◆ TRECHO
##############################

Um outro exemplo são trechos que envolvem a protagonista Mu Yeong, a mistura de tempos entre o presente e o passado, seja elas em forma de flashbacks ou imaginação como, por exemplo, no episódio que a protagonista volta ao quarto no porão e encontra não só um quadro com a imagem da sua mãe, mas uma penteadeira, a mesma encontra uma escova de cabelo e o reflexo que se tem no espelho é a ilusão da sua mãe penteando seu cabelo, e aos poucos a cena presente se torna uma parte da rememoração feita pela protagonista. Isto é, uma “composição dos tempos que se entrechocam e se confrontam [...], um verdadeiro cruzamento dos modos temporais” (ESQUENAZI, 2011, p. 112) constrói de modos distintos e percepções diferentes de quem o assiste. Sendo preciso mais atenção ou até mesmo reassistir ao episódio.

##############################

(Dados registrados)
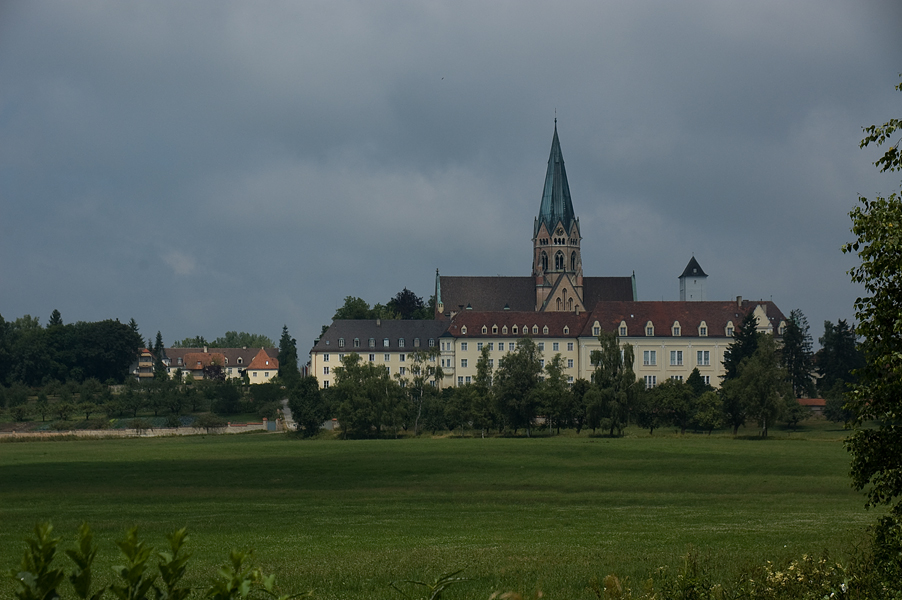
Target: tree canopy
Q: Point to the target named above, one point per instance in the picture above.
(877, 228)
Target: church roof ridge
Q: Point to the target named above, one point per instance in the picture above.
(556, 203)
(693, 269)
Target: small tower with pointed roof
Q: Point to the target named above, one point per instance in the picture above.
(692, 283)
(557, 265)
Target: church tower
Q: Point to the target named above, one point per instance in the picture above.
(557, 266)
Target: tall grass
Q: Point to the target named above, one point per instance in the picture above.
(346, 518)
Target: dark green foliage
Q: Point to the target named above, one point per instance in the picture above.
(515, 385)
(308, 406)
(365, 398)
(102, 350)
(761, 387)
(745, 342)
(838, 357)
(35, 577)
(615, 382)
(288, 359)
(877, 227)
(408, 306)
(796, 355)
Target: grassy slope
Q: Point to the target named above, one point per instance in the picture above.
(346, 517)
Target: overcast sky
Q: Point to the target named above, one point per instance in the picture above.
(211, 166)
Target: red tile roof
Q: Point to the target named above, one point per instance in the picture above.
(263, 361)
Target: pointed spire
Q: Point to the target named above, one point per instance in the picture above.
(556, 204)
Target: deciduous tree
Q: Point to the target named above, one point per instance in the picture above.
(875, 397)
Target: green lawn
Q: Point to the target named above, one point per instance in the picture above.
(346, 517)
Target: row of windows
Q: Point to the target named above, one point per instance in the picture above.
(386, 342)
(675, 330)
(515, 330)
(650, 358)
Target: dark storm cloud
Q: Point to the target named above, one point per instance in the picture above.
(217, 166)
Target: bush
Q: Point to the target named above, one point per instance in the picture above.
(37, 579)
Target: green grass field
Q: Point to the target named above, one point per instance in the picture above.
(346, 517)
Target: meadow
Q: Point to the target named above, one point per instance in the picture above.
(345, 518)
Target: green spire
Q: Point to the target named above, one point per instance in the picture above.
(556, 204)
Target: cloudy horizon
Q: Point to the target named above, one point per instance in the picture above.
(218, 166)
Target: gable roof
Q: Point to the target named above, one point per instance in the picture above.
(364, 329)
(518, 293)
(556, 205)
(263, 361)
(233, 357)
(690, 315)
(555, 321)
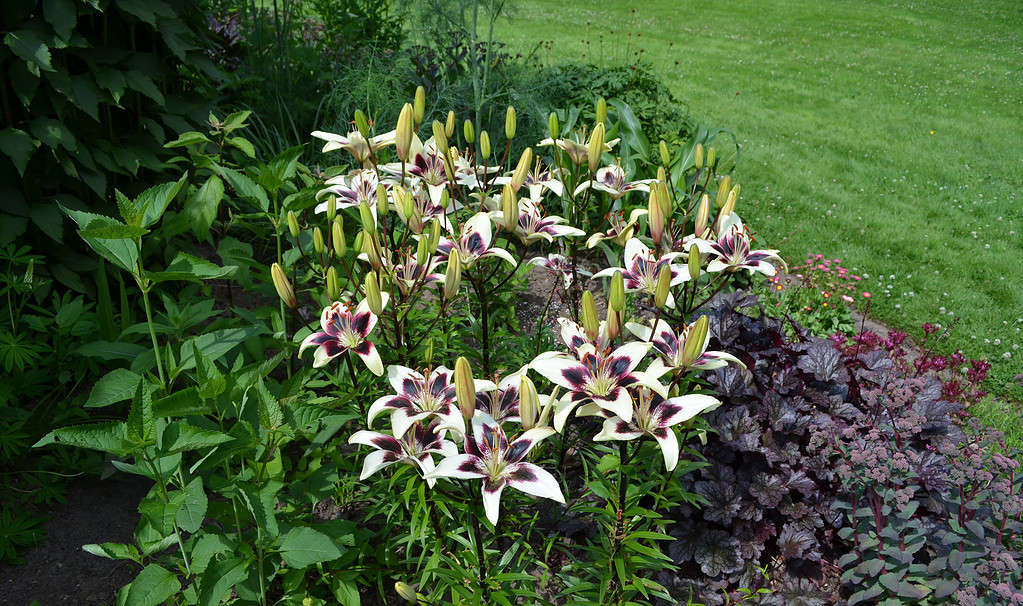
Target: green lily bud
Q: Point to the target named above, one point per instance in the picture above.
(695, 341)
(293, 224)
(332, 286)
(509, 123)
(522, 169)
(338, 237)
(663, 287)
(283, 287)
(529, 402)
(617, 299)
(509, 207)
(419, 104)
(694, 262)
(440, 138)
(318, 245)
(403, 132)
(590, 321)
(362, 123)
(484, 144)
(452, 277)
(595, 146)
(366, 215)
(464, 389)
(373, 293)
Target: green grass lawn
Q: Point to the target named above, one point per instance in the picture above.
(887, 134)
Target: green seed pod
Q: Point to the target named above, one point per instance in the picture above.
(362, 123)
(332, 286)
(485, 144)
(509, 123)
(663, 287)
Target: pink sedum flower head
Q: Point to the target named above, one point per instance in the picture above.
(731, 251)
(499, 464)
(418, 397)
(474, 244)
(416, 447)
(642, 268)
(669, 346)
(654, 416)
(345, 330)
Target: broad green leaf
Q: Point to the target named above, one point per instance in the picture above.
(304, 547)
(152, 587)
(18, 145)
(107, 436)
(192, 511)
(116, 386)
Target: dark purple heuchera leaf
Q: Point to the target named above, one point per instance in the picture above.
(823, 360)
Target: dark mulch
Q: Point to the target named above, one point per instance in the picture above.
(58, 571)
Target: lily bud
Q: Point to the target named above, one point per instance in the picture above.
(332, 286)
(366, 215)
(529, 402)
(522, 169)
(419, 104)
(509, 207)
(484, 144)
(440, 138)
(595, 146)
(284, 290)
(406, 592)
(452, 277)
(590, 321)
(464, 390)
(694, 262)
(509, 123)
(722, 190)
(293, 224)
(403, 132)
(617, 299)
(373, 298)
(338, 237)
(663, 287)
(703, 215)
(362, 123)
(695, 341)
(318, 245)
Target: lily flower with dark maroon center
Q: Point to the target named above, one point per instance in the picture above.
(474, 244)
(560, 265)
(359, 146)
(345, 330)
(641, 269)
(731, 251)
(416, 447)
(670, 347)
(490, 457)
(418, 397)
(654, 416)
(620, 229)
(612, 180)
(597, 377)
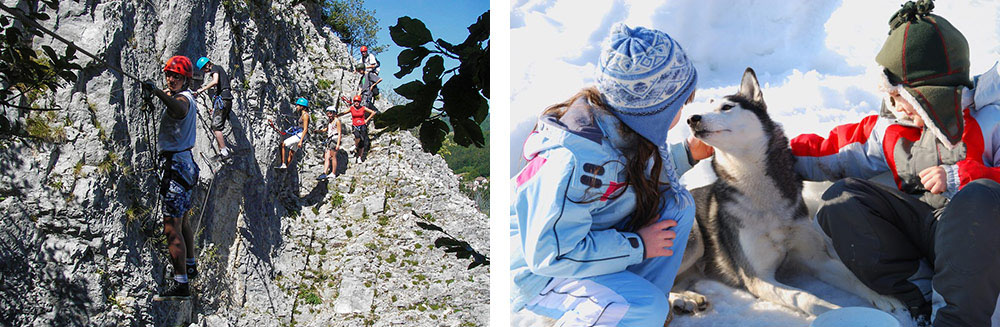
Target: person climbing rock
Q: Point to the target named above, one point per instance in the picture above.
(298, 132)
(360, 116)
(222, 100)
(175, 138)
(367, 86)
(333, 131)
(369, 60)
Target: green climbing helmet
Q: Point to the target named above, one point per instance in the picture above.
(202, 62)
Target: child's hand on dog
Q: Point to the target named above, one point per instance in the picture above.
(656, 238)
(935, 179)
(699, 150)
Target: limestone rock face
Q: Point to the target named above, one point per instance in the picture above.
(82, 244)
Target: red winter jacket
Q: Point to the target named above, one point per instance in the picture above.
(879, 144)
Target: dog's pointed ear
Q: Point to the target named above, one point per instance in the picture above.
(749, 87)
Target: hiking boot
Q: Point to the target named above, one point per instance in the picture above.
(175, 292)
(192, 271)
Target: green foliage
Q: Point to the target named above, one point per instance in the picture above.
(471, 162)
(43, 127)
(461, 97)
(323, 84)
(308, 294)
(23, 70)
(353, 23)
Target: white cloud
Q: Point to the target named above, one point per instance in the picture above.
(815, 58)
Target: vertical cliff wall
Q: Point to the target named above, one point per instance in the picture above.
(81, 242)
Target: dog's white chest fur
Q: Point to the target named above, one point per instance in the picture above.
(759, 206)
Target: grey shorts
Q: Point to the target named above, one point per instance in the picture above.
(221, 115)
(180, 175)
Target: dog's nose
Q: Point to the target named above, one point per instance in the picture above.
(694, 120)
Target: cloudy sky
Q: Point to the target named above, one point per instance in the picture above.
(815, 59)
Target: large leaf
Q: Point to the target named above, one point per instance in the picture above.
(433, 70)
(409, 59)
(467, 132)
(409, 32)
(432, 133)
(480, 30)
(391, 119)
(461, 99)
(412, 90)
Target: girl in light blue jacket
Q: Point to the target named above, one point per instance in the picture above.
(598, 209)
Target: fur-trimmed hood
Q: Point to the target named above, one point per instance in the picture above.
(987, 91)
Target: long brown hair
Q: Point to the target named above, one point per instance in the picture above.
(648, 188)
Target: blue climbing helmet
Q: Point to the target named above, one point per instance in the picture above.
(202, 62)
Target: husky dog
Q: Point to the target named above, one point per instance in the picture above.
(752, 219)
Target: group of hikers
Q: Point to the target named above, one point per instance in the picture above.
(596, 212)
(176, 137)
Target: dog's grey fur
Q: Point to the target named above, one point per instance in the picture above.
(753, 219)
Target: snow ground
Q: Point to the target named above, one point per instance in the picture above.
(732, 307)
(815, 61)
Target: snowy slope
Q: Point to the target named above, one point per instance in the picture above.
(815, 61)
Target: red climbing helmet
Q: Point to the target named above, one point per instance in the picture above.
(180, 65)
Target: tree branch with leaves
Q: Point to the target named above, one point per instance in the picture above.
(459, 94)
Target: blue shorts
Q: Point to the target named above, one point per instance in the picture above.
(180, 175)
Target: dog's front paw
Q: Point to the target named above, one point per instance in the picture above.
(688, 302)
(887, 303)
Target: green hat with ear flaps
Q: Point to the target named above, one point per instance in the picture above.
(929, 58)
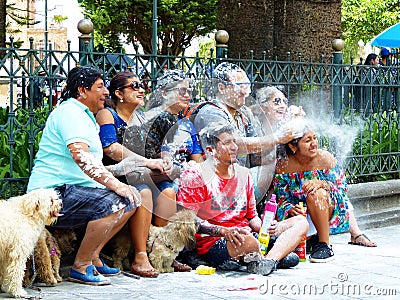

##############################

◆ TAREFA 1
Segundo o trecho sobre Mu Yeong, por que pode ser preciso ter mais atenção ou até reassistir ao episódio? Responda em uma a três frases.
◆ TAREFA 2
Reescreva o trecho sobre Mu Yeong começando em "Um outro exemplo" e terminando em "reassistir ao episódio.", trocando "penteadeira" por "cômoda".
◆ TAREFA 3
De acordo com o trecho, que imagem há no quadro que a protagonista encontra no quarto do porão?

◆ RESULTADO 1
A composição de tempos que se entrechocam e se confrontam, misturando presente e passado, constrói de modos distintos percepções diferentes em quem assiste. Por isso, é preciso mais atenção ou até mesmo reassistir ao episódio.

◆ RESULTADO 2
Um outro exemplo são trechos que envolvem a protagonista Mu Yeong, a mistura de tempos entre o presente e o passado, seja elas em forma de flashbacks ou imaginação como, por exemplo, no episódio que a protagonista volta ao quarto no porão e encontra não só um quadro com a imagem da sua mãe, mas uma cômoda, a mesma encontra uma escova de cabelo e o reflexo que se tem no espelho é a ilusão da sua mãe penteando seu cabelo, e aos poucos a cena presente se torna uma parte da rememoração feita pela protagonista. Isto é, uma “composição dos tempos que se entrechocam e se confrontam [...], um verdadeiro cruzamento dos modos temporais” (ESQUENAZI, 2011, p. 112) constrói de modos distintos e percepções diferentes de quem o assiste. Sendo preciso mais atenção ou até mesmo reassistir ao episódio.

◆ RESULTADO 3
A imagem da sua mãe.